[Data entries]
········

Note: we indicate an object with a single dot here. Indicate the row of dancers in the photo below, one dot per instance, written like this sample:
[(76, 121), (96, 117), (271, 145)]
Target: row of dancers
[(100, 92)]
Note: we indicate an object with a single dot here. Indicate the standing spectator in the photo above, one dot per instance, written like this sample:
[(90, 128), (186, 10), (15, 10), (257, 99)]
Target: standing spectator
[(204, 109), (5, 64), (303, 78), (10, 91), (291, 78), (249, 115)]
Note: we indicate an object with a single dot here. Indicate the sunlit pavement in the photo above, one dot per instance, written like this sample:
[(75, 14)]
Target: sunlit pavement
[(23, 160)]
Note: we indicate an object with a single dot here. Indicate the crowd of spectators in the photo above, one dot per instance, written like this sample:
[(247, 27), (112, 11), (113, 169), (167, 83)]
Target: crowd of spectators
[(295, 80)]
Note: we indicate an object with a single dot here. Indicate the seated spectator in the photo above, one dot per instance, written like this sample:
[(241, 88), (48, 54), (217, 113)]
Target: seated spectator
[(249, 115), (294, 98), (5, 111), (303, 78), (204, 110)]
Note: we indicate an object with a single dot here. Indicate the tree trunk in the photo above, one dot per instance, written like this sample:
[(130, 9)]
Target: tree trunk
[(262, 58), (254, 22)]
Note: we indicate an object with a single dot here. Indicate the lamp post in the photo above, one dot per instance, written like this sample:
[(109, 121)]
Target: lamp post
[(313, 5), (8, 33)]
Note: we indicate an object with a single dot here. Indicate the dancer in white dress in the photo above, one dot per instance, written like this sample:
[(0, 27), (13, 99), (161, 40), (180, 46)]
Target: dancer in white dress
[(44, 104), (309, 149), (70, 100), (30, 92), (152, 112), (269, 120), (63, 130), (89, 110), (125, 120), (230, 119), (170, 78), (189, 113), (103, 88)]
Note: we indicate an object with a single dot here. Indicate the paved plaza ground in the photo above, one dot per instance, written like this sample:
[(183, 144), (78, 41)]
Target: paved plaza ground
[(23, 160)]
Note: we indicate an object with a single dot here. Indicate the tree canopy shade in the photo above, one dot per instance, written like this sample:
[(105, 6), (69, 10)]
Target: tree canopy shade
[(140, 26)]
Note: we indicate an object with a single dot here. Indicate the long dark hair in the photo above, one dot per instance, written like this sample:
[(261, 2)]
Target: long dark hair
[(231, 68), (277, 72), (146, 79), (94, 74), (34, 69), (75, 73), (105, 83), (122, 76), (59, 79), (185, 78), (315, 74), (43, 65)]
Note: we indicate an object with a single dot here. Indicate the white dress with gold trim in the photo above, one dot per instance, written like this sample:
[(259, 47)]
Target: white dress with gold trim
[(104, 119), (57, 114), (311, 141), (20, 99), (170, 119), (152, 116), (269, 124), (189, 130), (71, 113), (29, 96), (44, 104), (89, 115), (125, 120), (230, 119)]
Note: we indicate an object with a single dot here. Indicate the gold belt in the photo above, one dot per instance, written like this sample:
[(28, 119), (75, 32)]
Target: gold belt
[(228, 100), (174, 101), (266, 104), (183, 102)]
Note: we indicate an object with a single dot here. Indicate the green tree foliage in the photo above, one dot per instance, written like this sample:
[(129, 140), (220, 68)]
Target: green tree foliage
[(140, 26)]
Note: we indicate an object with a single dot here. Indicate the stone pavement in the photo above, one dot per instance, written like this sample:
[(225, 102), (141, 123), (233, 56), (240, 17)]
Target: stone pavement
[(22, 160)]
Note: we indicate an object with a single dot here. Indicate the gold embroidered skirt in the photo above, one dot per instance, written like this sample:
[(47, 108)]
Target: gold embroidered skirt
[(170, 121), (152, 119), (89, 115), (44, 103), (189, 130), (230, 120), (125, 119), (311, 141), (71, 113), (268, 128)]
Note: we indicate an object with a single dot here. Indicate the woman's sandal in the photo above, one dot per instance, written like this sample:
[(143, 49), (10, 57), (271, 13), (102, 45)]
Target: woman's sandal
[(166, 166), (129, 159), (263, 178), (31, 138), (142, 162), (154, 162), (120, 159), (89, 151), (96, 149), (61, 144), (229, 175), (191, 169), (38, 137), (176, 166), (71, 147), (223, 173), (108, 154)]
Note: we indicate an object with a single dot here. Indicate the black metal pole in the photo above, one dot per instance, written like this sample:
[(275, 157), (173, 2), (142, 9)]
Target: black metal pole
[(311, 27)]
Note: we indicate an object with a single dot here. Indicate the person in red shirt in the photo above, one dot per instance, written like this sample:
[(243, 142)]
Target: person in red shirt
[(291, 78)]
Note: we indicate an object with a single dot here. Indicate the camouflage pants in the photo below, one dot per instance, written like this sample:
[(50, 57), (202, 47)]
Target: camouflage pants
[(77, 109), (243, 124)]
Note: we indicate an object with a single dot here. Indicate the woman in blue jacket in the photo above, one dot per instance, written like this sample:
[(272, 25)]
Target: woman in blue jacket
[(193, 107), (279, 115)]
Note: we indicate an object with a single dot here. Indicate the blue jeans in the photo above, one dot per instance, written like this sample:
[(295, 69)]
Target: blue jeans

········

DO THIS – Could you rename "Target" to "Object" in the listing, starting with the line with "the tree trunk" and going on through the line with "74), (43, 65)]"? Return only those lines, with nothing else changed.

OUTPUT FOR THIS TASK –
Note: we indicate an object with a single dot here. Indicate the tree trunk in the photo above, one dot per instance, written like this sample:
[(130, 9)]
Object: tree trunk
[(262, 58), (254, 22)]
Note: we indicate an object with a single dot here. Indicate the lamp post in the photo above, one dot per instance, written like this sample:
[(109, 121)]
Object: lamp post
[(313, 5), (8, 33)]
Note: we indicate an object with a single dot here. Indicate the dancer in white dress in the photo above, one dot per instance, written like this sample:
[(0, 27), (13, 99), (161, 40), (180, 46)]
Object: dancer in white dress
[(44, 104), (309, 149), (70, 100), (30, 92), (152, 112), (269, 120), (63, 130), (89, 110), (125, 120), (230, 119), (170, 78), (189, 113), (103, 88)]
Note: we indicate an object with a single dot here. Indicate the paved plaza ground in the photo above, one dot per instance, written like this sample:
[(183, 144), (78, 41)]
Object: paved plaza ground
[(23, 160)]
Note: we indicate an object with a single dot here. Indicate the tree canopy shade in the photo above, one dot per instance, written like this sample:
[(105, 6), (69, 10)]
Object: tree canopy shade
[(140, 26)]
Note: we indicate an object with a single dot here. Indicate the long dark hair in the photo above, one dot per instance, written like this sample:
[(261, 2)]
Object: long dark hair
[(231, 68), (277, 72), (146, 79), (94, 74), (34, 69), (75, 73), (105, 83), (122, 76), (59, 79), (185, 78), (315, 74), (43, 65)]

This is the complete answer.